[Records excerpted from a collection]
————
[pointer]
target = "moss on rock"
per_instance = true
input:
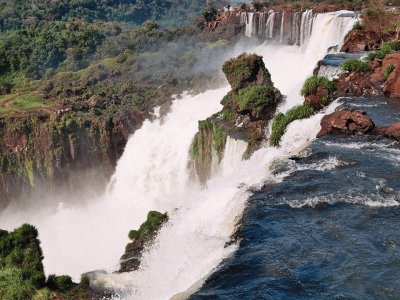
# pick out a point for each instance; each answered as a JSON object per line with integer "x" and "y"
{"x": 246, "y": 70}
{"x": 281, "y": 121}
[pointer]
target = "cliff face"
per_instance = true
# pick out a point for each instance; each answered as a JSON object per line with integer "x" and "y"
————
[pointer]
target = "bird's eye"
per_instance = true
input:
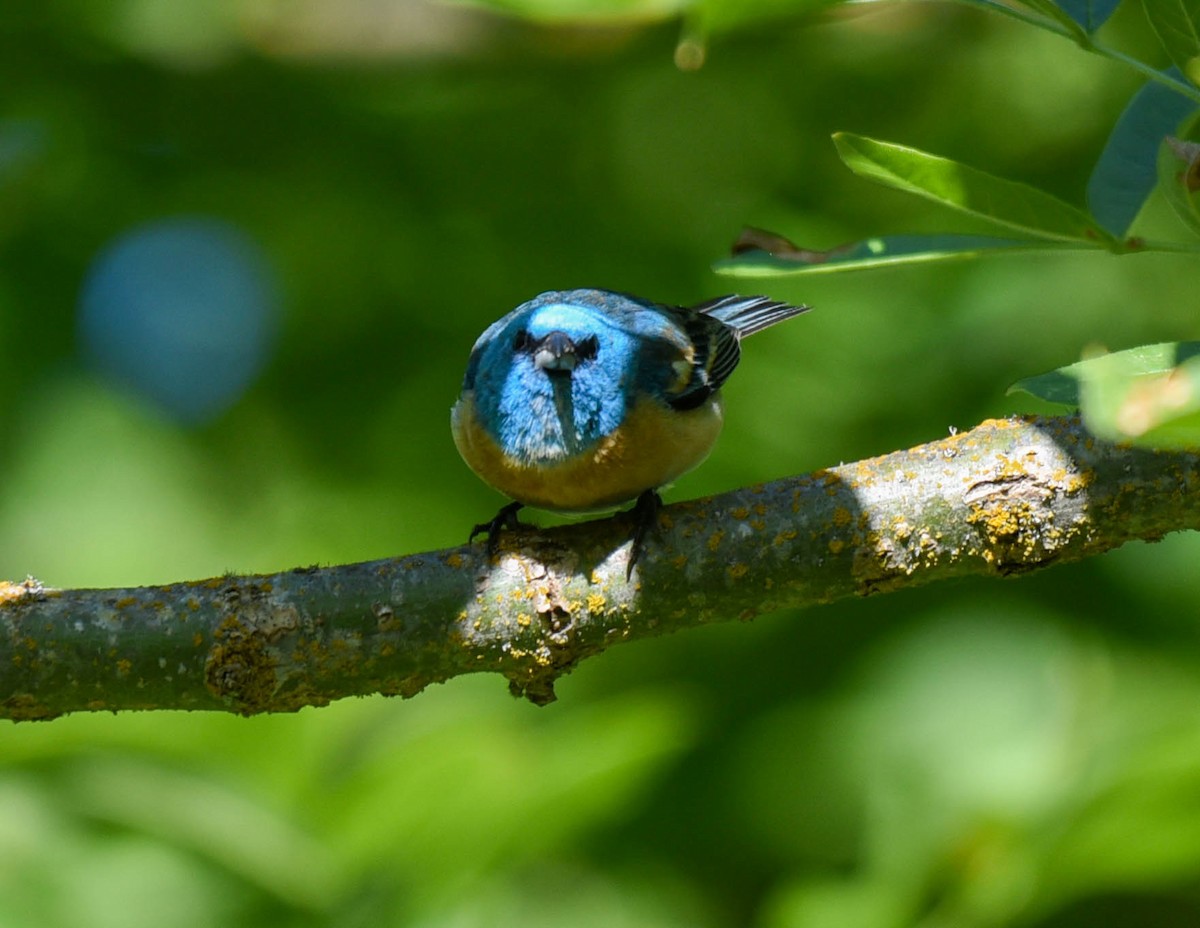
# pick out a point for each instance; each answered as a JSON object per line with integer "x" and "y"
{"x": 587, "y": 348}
————
**WHAT YOU WILL DO:** Please list every line of the records that contains "target".

**RESULT OF THE TASK:**
target = "moss on rock"
target = "cliff face"
target = "bird's eye"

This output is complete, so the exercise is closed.